Fatalismo, oggi, è una parola inaccettabile, ma un tempo indicava la consapevolezza che gli imprevisti sono parte della vita. Un concetto da riscoprire in un mondo che non sa più accettare l’imponderabile
Chissà quanti, tra politici e commentatori, si sono svegliati questa mattina scoprendo un’Europa diversa da quella su cui avevano scommesso. Ma soprattutto quanti di loro riconosceranno che le elezioni appartengono a quei fenomeni sociali con una natura sostanzialmente imponderabile, nonostante sondaggi e statistiche sempre più sofisticati. Pochi, probabilmente: viviamo in un mondo che non ama l’imprevedibilità.
Intendiamoci, non c’è nulla di male nelle società che si sforzano di preconizzare il futuro. In fondo, è un intento che perseguiamo fin dal tempo in cui le poleis greche interrogavano l’oracolo di Delfi. Ma il peccato dell’uomo contemporaneo è di non concedere più ai profeti nemmeno il dubbio dell’interpretazione.

### COSA SI CHIEDE
Riporta parola per parola il brano sul fatalismo, partendo dalle parole "Fatalismo, oggi, è" e fermandoti dopo "non ama l’imprevedibilità.".

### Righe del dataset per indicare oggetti
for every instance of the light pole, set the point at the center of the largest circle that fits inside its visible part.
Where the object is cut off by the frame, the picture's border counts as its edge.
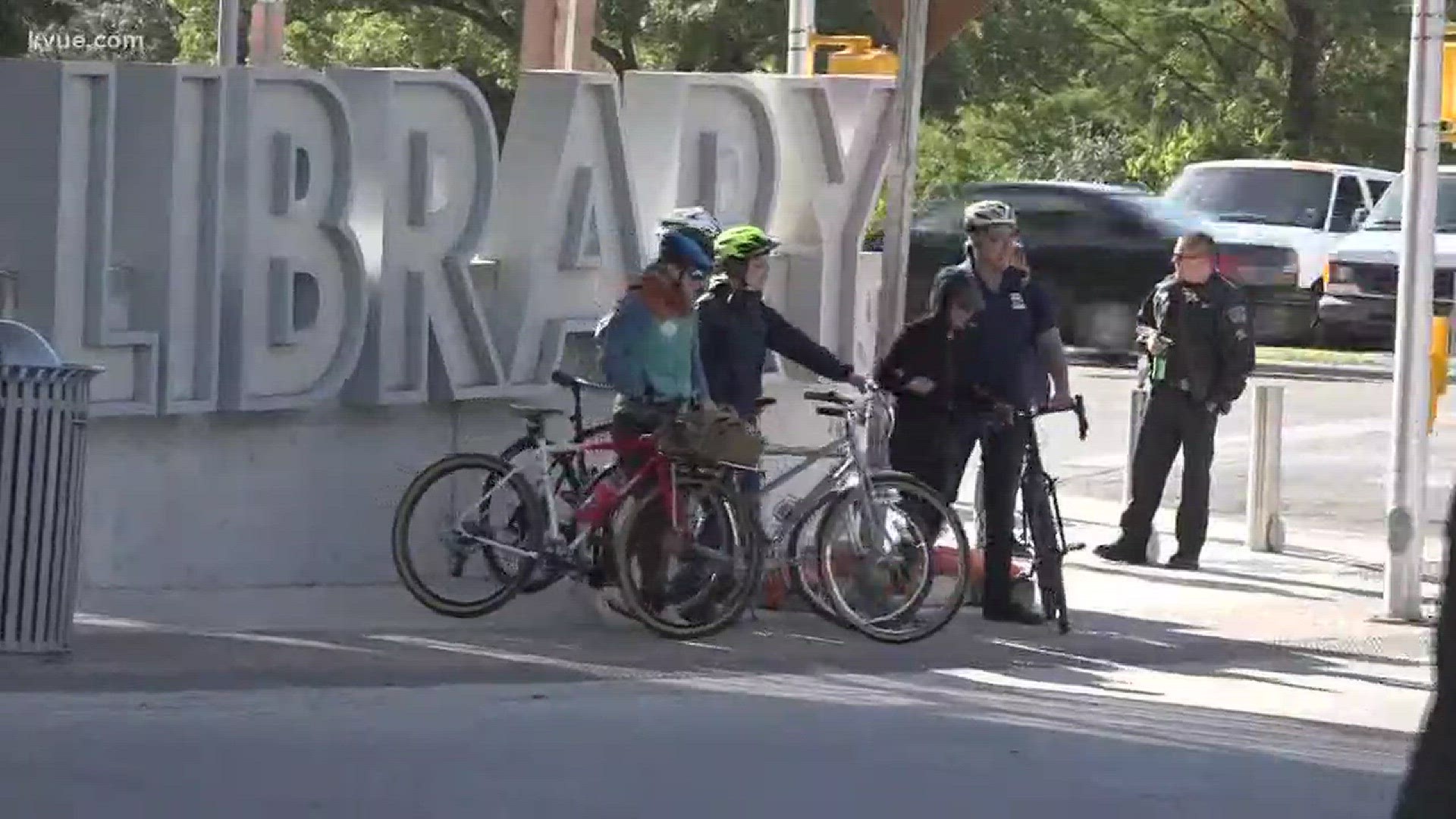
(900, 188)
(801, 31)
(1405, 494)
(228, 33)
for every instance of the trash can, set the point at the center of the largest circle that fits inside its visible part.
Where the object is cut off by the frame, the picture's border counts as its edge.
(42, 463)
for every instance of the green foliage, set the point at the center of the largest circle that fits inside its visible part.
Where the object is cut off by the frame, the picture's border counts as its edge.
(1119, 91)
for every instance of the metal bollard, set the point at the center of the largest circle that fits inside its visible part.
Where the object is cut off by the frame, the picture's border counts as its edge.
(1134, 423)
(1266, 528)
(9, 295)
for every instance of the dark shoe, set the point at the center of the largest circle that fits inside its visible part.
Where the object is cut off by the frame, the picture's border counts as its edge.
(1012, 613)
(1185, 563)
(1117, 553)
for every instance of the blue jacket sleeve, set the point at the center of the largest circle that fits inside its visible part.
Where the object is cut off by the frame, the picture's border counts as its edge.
==
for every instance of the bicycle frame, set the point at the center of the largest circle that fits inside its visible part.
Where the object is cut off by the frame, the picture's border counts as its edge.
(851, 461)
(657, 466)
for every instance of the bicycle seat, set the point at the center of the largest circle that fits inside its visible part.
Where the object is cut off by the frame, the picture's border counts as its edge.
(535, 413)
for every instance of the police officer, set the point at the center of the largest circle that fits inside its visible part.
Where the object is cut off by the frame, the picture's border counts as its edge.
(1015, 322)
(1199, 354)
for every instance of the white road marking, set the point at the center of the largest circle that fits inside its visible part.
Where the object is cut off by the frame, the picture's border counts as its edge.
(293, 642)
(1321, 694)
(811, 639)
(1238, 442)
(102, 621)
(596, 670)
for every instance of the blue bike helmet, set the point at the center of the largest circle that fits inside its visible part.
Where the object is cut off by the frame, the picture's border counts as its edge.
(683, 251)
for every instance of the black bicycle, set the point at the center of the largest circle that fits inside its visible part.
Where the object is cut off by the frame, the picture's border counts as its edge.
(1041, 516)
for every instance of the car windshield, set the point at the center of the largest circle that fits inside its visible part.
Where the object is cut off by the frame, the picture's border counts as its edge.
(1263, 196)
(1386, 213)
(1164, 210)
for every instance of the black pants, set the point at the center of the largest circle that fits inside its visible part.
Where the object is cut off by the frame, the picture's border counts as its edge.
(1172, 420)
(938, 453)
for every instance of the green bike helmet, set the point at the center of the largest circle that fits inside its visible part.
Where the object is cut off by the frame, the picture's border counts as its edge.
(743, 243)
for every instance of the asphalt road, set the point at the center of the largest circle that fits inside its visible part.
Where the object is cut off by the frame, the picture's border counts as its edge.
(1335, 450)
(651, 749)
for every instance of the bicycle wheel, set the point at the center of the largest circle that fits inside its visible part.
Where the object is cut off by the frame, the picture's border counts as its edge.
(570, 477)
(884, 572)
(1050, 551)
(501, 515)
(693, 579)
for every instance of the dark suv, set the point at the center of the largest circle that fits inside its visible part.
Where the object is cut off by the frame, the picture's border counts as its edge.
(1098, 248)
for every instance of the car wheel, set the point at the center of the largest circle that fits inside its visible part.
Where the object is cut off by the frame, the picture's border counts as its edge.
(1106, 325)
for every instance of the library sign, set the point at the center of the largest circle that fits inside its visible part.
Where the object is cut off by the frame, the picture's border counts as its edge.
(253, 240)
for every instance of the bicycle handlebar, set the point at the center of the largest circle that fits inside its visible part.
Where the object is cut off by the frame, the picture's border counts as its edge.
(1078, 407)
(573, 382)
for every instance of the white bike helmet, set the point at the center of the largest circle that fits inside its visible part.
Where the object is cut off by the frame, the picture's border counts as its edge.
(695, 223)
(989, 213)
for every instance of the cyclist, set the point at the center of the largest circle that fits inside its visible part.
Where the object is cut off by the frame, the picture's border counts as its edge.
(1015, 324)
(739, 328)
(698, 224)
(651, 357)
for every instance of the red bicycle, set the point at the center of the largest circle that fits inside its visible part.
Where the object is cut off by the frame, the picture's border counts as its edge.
--
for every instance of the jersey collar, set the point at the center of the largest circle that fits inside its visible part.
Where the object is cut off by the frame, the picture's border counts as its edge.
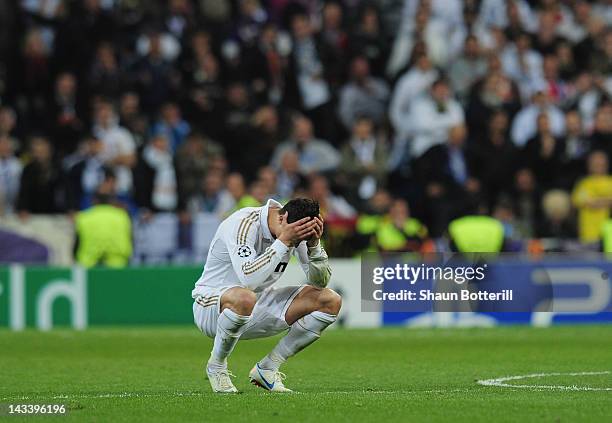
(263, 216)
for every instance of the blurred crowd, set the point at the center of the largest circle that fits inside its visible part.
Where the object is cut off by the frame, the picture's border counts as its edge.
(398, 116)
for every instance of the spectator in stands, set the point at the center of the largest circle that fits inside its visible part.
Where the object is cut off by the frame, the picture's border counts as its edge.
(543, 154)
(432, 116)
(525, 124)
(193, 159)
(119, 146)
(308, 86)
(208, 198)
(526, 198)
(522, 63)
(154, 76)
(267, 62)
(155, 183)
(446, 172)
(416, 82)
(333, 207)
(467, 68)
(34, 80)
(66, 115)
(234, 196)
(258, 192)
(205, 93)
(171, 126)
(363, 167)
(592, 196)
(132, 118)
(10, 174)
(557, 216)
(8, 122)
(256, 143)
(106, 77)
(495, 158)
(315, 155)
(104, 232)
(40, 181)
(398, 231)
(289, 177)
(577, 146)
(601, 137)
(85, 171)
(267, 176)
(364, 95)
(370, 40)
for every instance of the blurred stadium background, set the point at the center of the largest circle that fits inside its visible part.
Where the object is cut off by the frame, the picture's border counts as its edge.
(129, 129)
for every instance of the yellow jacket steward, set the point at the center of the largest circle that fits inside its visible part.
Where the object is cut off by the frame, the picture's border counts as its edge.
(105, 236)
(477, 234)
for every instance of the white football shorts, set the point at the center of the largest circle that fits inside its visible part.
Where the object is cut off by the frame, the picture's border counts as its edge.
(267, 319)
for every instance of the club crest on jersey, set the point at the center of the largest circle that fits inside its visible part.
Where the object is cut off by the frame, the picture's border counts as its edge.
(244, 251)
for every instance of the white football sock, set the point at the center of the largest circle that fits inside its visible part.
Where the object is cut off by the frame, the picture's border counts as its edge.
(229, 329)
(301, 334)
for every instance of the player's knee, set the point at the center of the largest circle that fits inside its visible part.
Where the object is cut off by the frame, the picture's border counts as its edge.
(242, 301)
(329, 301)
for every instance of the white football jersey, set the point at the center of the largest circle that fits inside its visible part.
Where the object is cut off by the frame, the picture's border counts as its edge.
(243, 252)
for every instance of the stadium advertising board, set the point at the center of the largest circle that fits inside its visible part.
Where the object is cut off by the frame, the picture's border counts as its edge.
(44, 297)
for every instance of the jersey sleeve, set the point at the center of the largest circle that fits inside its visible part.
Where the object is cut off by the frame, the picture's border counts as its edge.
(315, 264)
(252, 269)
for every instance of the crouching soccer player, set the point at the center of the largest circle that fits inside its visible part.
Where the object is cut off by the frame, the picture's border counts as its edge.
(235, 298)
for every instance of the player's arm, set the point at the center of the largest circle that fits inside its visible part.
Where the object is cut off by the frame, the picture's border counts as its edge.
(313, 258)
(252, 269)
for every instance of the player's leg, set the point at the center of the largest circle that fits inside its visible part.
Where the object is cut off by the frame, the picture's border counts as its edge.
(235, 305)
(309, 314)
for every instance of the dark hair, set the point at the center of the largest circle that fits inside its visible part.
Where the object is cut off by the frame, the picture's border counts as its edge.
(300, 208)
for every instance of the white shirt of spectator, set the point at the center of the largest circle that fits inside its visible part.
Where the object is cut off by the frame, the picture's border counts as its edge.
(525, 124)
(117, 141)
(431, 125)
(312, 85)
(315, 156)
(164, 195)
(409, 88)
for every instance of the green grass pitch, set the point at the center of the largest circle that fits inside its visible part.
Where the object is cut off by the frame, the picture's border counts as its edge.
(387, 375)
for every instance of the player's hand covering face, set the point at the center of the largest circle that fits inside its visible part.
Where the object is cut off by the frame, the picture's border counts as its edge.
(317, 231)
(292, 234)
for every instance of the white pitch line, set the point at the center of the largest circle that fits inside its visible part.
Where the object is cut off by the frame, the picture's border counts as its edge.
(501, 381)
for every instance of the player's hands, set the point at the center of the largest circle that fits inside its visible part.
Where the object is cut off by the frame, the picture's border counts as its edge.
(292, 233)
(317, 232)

### RISPOSTA COMPLETA
Fatalismo, oggi, è una parola inaccettabile, ma un tempo indicava la consapevolezza che gli imprevisti sono parte della vita. Un concetto da riscoprire in un mondo che non sa più accettare l’imponderabile
Chissà quanti, tra politici e commentatori, si sono svegliati questa mattina scoprendo un’Europa diversa da quella su cui avevano scommesso. Ma soprattutto quanti di loro riconosceranno che le elezioni appartengono a quei fenomeni sociali con una natura sostanzialmente imponderabile, nonostante sondaggi e statistiche sempre più sofisticati. Pochi, probabilmente: viviamo in un mondo che non ama l’imprevedibilità.